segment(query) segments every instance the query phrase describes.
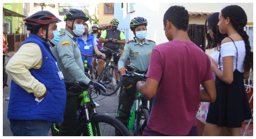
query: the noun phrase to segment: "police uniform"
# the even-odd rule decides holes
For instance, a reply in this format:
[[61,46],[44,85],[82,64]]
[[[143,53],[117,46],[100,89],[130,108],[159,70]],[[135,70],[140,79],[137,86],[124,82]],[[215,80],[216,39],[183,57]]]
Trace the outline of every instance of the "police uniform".
[[[146,71],[149,65],[151,52],[156,45],[155,43],[151,40],[145,39],[144,43],[140,44],[137,40],[128,41],[124,46],[123,53],[118,61],[118,69],[124,67],[125,63],[128,57],[130,57],[131,67],[136,71]],[[134,82],[134,89],[124,88],[121,95],[120,101],[121,107],[119,109],[119,114],[116,118],[125,125],[128,120],[130,110],[135,99],[135,93],[137,82],[141,81],[140,78],[133,77]],[[124,81],[124,78],[123,78]],[[146,105],[146,101],[142,100],[143,105]],[[152,104],[150,101],[150,105]],[[116,131],[116,133],[118,133]]]
[[[76,43],[76,38],[65,29],[61,28],[61,32],[60,41],[55,47],[52,48],[53,53],[59,63],[60,70],[67,81],[88,84],[91,80],[84,74],[84,65],[80,51]],[[72,72],[69,72],[69,71]],[[81,93],[67,90],[64,121],[60,127],[60,136],[72,135],[74,131],[70,130],[74,129],[75,126],[77,96]]]

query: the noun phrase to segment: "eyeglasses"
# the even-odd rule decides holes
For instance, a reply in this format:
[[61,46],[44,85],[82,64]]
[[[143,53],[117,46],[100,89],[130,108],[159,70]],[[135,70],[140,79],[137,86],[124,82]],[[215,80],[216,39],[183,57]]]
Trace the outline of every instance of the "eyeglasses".
[[210,29],[209,27],[207,27],[207,32],[211,32]]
------------------------------------
WHAT IS ASKED:
How many lines of the material above contain the string "instance"? Case counts; give only the number.

COMPLETED TASK:
5